=== Begin Enclosure ===

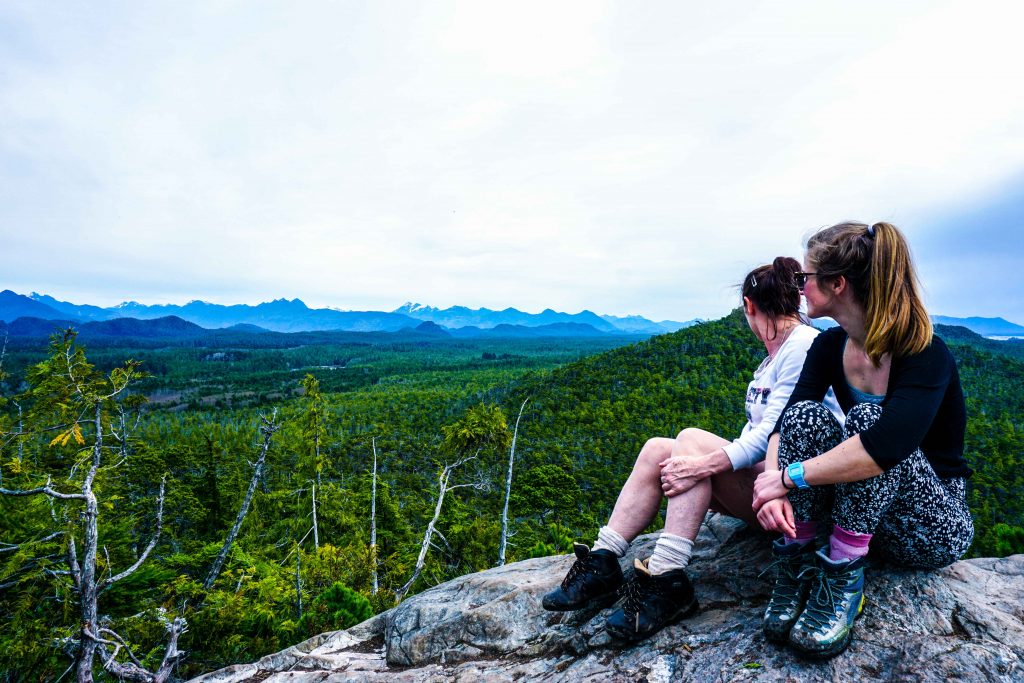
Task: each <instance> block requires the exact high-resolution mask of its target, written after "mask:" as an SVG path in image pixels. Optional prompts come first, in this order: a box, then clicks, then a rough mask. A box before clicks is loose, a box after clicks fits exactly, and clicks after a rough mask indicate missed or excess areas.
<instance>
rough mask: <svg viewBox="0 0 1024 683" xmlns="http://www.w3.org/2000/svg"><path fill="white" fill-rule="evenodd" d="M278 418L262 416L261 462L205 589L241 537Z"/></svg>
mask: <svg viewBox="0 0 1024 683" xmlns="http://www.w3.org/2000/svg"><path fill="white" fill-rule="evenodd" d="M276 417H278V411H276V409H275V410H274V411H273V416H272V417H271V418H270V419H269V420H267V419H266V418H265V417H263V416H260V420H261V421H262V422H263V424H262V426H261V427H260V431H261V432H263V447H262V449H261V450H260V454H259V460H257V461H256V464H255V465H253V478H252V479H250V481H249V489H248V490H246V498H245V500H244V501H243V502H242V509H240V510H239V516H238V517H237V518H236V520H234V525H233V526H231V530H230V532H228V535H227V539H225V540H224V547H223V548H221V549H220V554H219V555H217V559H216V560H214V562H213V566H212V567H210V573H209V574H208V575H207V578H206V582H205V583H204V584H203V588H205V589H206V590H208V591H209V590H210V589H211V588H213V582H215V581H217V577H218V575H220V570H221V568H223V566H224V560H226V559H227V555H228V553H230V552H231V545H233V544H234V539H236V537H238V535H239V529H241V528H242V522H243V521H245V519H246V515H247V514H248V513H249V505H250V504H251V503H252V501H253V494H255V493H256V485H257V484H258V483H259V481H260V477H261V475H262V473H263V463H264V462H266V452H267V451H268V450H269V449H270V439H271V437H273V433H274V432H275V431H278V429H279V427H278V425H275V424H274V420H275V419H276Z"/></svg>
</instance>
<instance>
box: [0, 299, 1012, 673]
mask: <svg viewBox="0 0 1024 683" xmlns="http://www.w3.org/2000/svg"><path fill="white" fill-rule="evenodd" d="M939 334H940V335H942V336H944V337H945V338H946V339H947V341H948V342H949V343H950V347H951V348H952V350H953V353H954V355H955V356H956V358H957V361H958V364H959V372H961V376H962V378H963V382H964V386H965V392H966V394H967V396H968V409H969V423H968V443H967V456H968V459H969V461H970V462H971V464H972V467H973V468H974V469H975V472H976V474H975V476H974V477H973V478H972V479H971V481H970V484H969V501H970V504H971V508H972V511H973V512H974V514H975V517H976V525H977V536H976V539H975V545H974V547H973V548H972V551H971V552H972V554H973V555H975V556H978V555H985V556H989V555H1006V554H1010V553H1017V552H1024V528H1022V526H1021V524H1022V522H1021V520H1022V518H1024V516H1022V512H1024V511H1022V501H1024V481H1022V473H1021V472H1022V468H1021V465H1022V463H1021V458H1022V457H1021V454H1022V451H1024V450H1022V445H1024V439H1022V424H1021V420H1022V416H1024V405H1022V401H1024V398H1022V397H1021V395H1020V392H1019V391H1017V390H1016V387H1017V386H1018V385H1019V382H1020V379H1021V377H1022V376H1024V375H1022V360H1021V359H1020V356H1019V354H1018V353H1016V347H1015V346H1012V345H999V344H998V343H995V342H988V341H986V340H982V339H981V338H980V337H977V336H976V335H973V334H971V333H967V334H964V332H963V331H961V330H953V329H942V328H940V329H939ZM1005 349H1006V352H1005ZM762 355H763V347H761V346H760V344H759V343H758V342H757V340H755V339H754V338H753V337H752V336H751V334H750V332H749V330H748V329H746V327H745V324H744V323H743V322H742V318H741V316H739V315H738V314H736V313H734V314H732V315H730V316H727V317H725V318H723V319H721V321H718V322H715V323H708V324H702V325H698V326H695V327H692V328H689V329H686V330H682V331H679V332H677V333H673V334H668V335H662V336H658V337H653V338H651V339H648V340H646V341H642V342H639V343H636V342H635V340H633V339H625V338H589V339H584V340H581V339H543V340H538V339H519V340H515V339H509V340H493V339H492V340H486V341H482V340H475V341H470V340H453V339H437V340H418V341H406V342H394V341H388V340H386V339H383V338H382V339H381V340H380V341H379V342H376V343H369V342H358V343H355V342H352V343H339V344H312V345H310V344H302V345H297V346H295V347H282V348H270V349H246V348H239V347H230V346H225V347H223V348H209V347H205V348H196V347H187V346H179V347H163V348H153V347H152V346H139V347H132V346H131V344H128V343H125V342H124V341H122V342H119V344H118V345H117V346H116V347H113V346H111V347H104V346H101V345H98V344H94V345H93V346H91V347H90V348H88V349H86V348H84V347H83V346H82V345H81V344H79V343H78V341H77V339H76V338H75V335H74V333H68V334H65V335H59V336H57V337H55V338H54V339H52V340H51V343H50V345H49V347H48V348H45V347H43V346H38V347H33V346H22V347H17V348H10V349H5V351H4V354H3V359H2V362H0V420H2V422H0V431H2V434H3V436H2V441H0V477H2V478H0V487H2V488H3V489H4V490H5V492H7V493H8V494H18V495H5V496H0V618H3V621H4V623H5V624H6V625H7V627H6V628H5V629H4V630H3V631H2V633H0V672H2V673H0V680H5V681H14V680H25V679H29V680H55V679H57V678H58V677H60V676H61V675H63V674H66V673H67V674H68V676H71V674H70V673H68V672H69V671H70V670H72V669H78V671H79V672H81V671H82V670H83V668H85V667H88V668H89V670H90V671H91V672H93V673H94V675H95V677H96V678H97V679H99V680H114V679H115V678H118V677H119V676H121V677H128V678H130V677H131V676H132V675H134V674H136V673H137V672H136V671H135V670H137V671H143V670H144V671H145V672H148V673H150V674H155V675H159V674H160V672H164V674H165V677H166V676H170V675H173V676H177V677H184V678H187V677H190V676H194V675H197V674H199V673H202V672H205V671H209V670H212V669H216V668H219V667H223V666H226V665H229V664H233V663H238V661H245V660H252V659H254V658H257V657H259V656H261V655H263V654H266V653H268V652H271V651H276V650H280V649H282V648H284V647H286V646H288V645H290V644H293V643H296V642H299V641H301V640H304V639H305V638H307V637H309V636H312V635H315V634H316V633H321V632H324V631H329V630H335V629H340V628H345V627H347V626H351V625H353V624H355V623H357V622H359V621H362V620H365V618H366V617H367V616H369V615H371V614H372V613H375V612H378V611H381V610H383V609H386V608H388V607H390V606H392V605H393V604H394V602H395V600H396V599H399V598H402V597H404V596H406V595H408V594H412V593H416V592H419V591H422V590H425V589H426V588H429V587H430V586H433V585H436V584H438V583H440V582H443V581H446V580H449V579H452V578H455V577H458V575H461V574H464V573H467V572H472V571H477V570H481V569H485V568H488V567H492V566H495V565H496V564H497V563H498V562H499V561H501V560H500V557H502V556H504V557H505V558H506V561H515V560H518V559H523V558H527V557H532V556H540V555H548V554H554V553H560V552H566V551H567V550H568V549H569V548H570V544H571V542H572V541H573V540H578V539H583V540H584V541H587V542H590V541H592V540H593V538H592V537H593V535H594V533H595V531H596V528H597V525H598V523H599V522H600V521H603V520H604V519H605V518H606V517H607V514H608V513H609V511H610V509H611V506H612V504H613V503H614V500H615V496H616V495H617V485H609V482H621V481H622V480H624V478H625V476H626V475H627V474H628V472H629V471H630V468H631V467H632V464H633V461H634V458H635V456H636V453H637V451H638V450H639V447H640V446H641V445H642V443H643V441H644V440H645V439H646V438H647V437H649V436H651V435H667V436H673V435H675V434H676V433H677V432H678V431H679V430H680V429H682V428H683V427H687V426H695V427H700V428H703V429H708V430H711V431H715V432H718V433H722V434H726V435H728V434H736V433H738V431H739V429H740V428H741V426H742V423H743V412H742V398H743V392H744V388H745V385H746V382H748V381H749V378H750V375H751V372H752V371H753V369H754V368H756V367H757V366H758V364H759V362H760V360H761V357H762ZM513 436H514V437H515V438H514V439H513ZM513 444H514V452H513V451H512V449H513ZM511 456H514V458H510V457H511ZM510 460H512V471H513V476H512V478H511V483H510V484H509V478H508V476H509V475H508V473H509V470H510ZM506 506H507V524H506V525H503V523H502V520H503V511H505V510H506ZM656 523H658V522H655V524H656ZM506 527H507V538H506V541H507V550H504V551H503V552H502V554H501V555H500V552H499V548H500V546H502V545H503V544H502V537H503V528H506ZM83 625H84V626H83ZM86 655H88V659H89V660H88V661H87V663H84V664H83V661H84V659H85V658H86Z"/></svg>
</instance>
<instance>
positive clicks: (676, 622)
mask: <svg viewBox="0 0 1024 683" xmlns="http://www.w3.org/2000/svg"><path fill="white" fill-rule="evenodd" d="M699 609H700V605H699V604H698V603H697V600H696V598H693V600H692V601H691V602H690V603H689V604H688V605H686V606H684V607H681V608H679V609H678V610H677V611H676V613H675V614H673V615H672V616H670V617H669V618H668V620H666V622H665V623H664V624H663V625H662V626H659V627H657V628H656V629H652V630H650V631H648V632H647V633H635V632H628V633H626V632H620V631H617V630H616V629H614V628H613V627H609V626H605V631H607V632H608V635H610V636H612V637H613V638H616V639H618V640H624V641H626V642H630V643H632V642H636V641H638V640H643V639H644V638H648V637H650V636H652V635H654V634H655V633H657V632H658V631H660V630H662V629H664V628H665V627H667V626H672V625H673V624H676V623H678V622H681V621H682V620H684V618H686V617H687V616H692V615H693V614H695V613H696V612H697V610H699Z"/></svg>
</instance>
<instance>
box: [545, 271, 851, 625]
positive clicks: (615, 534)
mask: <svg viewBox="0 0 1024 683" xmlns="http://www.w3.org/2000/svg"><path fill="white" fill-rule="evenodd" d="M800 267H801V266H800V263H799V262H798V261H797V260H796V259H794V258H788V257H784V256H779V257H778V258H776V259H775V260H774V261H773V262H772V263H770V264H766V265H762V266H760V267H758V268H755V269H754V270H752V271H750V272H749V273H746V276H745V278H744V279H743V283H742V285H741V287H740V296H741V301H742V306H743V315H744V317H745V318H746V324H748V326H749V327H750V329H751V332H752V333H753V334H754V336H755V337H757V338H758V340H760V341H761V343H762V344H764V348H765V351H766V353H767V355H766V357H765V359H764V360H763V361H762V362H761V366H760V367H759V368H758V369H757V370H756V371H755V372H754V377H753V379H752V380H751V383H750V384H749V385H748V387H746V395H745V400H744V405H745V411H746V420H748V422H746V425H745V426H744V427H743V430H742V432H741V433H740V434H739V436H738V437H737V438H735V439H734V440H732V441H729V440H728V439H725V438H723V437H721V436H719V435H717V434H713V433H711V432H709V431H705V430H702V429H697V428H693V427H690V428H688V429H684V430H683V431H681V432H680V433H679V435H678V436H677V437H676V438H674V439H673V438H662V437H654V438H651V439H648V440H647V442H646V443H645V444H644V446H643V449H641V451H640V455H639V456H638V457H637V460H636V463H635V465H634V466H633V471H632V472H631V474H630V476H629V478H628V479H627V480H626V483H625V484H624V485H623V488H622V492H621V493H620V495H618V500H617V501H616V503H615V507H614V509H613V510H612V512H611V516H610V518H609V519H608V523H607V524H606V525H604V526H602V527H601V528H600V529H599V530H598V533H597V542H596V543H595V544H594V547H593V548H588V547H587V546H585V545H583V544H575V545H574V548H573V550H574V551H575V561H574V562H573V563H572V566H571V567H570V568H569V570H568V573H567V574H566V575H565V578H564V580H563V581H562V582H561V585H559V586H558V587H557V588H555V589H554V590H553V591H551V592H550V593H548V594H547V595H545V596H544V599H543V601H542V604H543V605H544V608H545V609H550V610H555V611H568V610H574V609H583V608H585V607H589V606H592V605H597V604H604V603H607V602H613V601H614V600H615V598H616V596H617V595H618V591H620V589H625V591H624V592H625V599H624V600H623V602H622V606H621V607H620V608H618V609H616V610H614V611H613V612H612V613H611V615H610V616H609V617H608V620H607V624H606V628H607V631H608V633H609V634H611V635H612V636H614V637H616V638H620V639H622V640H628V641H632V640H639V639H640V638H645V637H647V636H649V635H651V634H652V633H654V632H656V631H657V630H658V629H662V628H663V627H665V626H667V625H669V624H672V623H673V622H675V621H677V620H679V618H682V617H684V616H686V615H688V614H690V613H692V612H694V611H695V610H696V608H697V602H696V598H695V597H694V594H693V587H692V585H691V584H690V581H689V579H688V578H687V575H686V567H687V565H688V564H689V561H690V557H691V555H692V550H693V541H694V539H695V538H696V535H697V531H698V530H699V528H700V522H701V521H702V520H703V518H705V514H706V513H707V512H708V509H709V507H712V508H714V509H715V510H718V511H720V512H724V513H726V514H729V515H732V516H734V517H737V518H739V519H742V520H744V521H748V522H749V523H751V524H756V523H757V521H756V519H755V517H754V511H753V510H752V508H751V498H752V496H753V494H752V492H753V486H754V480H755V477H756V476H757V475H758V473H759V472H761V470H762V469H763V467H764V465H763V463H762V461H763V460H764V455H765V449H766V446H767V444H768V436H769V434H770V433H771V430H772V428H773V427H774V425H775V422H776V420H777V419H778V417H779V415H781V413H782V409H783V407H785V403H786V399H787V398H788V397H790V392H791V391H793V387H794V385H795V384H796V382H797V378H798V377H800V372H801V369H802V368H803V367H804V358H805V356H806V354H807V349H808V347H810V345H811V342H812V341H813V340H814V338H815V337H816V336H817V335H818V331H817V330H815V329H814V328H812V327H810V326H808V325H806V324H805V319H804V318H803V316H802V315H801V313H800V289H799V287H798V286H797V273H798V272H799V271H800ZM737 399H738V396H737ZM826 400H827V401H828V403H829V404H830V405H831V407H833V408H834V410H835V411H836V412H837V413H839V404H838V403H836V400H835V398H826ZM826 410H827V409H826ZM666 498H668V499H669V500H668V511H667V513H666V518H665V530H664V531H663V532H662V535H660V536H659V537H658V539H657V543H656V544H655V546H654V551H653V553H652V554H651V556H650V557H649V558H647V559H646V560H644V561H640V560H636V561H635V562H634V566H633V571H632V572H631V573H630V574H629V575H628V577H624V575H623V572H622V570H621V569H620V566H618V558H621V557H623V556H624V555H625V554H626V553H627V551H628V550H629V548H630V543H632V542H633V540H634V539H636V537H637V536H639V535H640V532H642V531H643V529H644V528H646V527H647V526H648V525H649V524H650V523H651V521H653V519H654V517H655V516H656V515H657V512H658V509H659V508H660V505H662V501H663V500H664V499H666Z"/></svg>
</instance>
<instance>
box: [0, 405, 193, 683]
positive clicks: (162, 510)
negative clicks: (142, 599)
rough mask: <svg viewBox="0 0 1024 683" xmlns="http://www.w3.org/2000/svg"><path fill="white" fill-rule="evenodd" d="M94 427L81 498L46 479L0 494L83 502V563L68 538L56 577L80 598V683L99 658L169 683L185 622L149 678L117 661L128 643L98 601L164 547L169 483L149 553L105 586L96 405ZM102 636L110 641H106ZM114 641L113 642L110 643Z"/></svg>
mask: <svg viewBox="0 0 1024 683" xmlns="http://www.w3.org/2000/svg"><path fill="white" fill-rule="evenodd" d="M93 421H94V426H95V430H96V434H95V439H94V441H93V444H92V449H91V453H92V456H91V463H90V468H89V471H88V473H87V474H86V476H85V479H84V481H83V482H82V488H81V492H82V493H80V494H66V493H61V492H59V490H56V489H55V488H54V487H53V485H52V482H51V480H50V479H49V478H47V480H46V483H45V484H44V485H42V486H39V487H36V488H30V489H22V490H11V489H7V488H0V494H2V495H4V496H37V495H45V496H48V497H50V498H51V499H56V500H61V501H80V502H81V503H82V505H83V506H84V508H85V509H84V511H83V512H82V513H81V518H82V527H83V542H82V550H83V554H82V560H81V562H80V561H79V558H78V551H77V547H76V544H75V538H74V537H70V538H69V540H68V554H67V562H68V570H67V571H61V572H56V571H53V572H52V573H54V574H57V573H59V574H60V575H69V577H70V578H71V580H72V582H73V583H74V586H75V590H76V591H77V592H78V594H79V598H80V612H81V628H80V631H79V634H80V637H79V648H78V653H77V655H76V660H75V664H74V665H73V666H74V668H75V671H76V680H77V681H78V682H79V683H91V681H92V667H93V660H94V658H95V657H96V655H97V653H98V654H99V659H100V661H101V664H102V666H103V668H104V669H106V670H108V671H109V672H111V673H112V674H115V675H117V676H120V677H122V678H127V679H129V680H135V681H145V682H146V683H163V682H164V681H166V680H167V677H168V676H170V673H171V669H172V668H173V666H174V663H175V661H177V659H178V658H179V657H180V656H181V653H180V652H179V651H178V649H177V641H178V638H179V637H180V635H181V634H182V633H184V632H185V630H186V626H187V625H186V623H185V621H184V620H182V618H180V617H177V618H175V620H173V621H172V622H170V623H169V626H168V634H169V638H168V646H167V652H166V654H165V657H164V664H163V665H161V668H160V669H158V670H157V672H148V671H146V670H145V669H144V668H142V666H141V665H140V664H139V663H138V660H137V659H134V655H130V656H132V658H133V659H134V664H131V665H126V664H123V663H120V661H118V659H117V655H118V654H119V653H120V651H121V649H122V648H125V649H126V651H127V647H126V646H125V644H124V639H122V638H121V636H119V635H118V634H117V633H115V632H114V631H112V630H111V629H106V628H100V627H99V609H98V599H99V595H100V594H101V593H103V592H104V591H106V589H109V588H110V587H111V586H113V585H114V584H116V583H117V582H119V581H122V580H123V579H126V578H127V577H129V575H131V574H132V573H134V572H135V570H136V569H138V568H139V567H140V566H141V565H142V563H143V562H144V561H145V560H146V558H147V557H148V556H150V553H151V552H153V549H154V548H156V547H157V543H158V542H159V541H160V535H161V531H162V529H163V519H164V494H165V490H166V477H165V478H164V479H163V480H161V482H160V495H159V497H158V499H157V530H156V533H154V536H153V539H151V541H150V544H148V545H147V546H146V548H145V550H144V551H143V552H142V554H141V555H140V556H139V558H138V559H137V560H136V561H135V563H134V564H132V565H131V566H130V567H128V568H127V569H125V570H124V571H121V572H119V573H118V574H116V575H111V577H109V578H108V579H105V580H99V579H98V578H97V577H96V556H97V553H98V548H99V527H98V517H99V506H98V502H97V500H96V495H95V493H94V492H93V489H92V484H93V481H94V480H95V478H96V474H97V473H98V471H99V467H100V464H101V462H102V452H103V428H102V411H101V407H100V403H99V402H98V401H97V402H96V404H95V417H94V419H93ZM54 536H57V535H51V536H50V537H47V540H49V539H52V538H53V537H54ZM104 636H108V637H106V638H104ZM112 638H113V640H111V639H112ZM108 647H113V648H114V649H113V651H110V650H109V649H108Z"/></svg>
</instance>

=== End Enclosure ===
=== Begin Enclosure ===

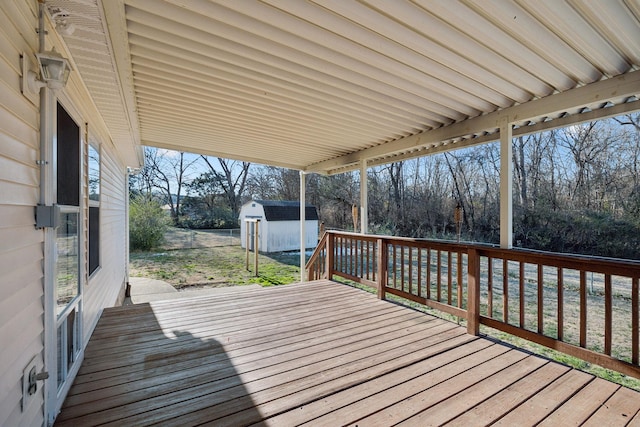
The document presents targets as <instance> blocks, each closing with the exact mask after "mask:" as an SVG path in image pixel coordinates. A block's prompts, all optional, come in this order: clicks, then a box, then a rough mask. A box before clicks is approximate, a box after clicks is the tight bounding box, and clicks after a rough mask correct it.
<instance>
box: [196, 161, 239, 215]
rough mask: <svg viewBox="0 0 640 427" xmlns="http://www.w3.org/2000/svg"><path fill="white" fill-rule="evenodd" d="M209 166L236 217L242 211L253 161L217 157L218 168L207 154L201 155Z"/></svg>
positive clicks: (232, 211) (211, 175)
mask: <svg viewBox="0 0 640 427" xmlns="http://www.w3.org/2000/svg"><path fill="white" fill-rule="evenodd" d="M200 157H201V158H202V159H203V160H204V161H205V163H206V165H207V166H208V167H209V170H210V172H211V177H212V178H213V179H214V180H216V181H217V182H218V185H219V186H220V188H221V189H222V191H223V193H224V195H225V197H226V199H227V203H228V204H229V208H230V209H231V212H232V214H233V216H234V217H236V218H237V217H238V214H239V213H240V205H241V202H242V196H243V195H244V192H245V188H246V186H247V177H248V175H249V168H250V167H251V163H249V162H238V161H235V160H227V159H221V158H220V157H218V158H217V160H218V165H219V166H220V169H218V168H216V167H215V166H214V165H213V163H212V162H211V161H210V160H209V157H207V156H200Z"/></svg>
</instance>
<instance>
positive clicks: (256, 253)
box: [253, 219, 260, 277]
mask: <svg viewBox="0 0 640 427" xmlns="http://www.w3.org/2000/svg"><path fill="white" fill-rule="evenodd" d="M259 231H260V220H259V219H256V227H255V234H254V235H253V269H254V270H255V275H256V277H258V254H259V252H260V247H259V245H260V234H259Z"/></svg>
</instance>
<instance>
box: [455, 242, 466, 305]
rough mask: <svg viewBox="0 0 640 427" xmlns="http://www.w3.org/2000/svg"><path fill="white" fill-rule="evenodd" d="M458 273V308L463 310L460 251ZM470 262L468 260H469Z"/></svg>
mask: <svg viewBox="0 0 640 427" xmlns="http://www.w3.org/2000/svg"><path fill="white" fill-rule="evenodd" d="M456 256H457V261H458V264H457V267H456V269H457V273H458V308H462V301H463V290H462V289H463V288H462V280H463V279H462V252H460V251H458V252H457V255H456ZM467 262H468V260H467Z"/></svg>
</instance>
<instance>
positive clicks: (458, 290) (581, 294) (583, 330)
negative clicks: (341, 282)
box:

=== End Enclosure ===

JOB ITEM: Could you reproduce, unchanged, the part of the records that opens with the line containing "Task: each <instance>" and closes with the line containing "418L262 416L261 462L205", both of those lines included?

OUTPUT OF THE TASK:
Task: each <instance> block requires the exact high-resolution mask of its target, written after "mask:" as an SVG path in image pixels. Optional prompts come first, in this order: a box, then clicks, then a rough mask. A box before clicks is loose, a box after clicks fits exactly, and clicks after a rough mask indicate missed or excess areas.
<instance>
rough mask: <svg viewBox="0 0 1024 683" xmlns="http://www.w3.org/2000/svg"><path fill="white" fill-rule="evenodd" d="M278 418L262 416L261 462L205 589L241 537Z"/></svg>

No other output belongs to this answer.